## Task
An exact reproduction of the data below is expected, free of images.

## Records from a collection

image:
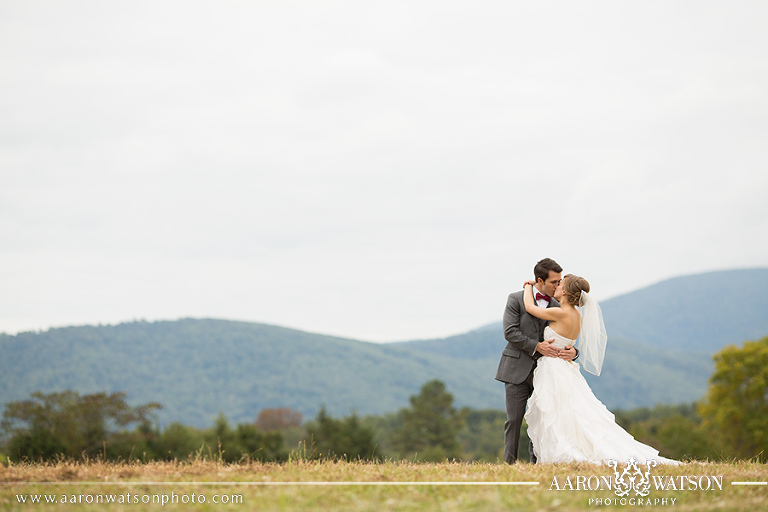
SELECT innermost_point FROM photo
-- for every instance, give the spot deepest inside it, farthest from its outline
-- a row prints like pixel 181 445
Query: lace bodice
pixel 560 341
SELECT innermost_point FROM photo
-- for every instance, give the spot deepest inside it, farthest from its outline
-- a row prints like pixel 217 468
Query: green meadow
pixel 368 486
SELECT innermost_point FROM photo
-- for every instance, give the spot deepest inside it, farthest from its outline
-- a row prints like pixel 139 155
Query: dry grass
pixel 210 477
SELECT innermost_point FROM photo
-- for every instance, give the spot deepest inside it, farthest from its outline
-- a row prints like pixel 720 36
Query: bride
pixel 566 422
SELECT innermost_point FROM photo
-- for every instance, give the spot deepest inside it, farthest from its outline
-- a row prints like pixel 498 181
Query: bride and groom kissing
pixel 540 368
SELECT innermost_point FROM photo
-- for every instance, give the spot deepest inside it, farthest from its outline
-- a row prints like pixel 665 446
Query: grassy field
pixel 329 486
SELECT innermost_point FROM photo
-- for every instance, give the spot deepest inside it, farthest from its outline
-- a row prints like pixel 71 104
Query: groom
pixel 525 344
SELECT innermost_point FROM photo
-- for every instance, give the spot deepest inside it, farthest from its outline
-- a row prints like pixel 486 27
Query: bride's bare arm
pixel 532 308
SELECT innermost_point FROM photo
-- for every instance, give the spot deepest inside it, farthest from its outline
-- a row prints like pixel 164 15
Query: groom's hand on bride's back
pixel 546 348
pixel 568 353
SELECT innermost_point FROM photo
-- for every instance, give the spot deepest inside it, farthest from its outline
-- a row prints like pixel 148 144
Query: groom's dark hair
pixel 542 268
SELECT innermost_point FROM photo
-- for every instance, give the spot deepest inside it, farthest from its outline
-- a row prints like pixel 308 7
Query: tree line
pixel 729 423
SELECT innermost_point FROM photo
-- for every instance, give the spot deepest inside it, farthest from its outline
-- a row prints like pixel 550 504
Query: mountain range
pixel 661 342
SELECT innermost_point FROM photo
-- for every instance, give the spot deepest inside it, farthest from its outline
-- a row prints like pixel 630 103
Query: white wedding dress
pixel 567 423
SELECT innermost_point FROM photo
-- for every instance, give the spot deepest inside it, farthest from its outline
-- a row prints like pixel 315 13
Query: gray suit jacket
pixel 523 332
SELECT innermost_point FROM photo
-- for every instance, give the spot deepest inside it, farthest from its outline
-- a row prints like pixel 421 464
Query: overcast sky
pixel 376 170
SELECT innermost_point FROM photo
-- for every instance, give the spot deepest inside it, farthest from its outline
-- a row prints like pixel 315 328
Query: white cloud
pixel 380 171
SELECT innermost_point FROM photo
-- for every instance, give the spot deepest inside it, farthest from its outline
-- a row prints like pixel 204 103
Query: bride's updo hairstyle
pixel 572 287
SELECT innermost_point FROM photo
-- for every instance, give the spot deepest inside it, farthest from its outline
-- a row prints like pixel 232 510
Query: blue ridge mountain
pixel 661 339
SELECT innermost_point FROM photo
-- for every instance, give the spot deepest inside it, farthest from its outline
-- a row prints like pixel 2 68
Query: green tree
pixel 736 405
pixel 430 426
pixel 70 425
pixel 345 438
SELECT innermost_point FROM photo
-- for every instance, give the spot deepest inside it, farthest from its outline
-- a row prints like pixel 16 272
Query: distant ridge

## Result below
image:
SELECT innermost_point FROM photo
-- for every instance, give the spot deepest inside it, farthest from its outline
-- a row prints like pixel 181 445
Query: lace bodice
pixel 560 341
SELECT innermost_point FROM photo
-- for every instance, give the spot deepest inside it, farthest from its outline
-- a row prints like pixel 217 468
Query: green meadow
pixel 368 486
SELECT innermost_point FROM photo
-- for every instance, give the spot deepest inside it, farthest from its outline
-- a row prints like pixel 139 155
Query: dry grass
pixel 210 477
SELECT innermost_point FROM photo
-- for every instance, give the spot deepest inside it, farthest from its outline
-- a row prints like pixel 720 36
Query: bride
pixel 566 422
SELECT innermost_point FROM photo
-- for every instance, give the spot deepest inside it, farthest from its outline
-- a row prints like pixel 498 181
Query: bride and groom kissing
pixel 540 368
SELECT innermost_point FROM photo
-- for every instance, give the spot deepest inside it, farthest from its outline
-- a row prints like pixel 665 446
Query: grassy field
pixel 329 486
SELECT innermost_point FROM photo
-- for every instance, give the spot deepest inside it, farthest from its outline
-- a row prints like pixel 71 104
Query: groom
pixel 525 344
SELECT innermost_point FROM photo
-- for every instance, give the spot deepest inside it, farthest from its outline
-- a row prints like pixel 486 27
Query: bride's bare arm
pixel 532 308
SELECT innermost_point FROM photo
-- for every instance, give the spot deepest inside it, farthest from its outline
-- a row prints like pixel 164 15
Query: groom's hand on bride's back
pixel 546 348
pixel 568 353
SELECT innermost_point FROM photo
-- for every instance, give the spot deepest inside it, farthest from its outline
-- a row prints like pixel 148 144
Query: groom's dark hair
pixel 542 268
SELECT innermost_point FROM photo
-- for every instance, give the spot deepest inside it, farthest from its outline
-- a row prints like pixel 308 7
Query: tree line
pixel 729 423
SELECT innermost_point FROM photo
-- for every instance, give the spot deepest inside it, farthest from its outline
-- a row prints like pixel 550 504
Query: mountain range
pixel 661 342
SELECT innermost_point FROM photo
-- for every instance, give the spot deepest inside it, farthest from its outline
-- a row prints like pixel 630 103
Query: white wedding dress
pixel 567 423
SELECT innermost_point FROM photo
-- for every instance, give the spot deepest inside it, farthest from its outline
-- a row prints like pixel 315 13
Query: gray suit jacket
pixel 523 332
SELECT innermost_point FROM photo
-- for every instance, give the spot deepest inside it, farthest from its outline
-- a row prints like pixel 421 464
Query: overcast sky
pixel 376 170
SELECT innermost_point FROM photo
-- for every instance, give the spot deepest inside it, farthest from its outline
-- a row prints like pixel 315 328
Query: white cloud
pixel 380 171
SELECT innermost_point FROM photo
-- for every instance, give the spot deepest inside it, farthest from its outline
-- a row prints like pixel 204 103
Query: bride's updo hairstyle
pixel 572 287
SELECT innermost_point FROM photo
-- for every instance, give the spot deepest inside it, farthest from its outline
-- a row prints like pixel 232 510
Query: blue ridge mountain
pixel 661 339
SELECT innermost_point FROM photo
-- for every instance, give the spot deepest inside it, farthest from its outline
-- a row prints like pixel 2 68
Query: green tree
pixel 736 405
pixel 430 426
pixel 70 425
pixel 345 438
SELECT innermost_point FROM photo
-- for every instance, give the spot deepest inside it, farthest from its outline
-- a row prints like pixel 16 272
Query: distant ridge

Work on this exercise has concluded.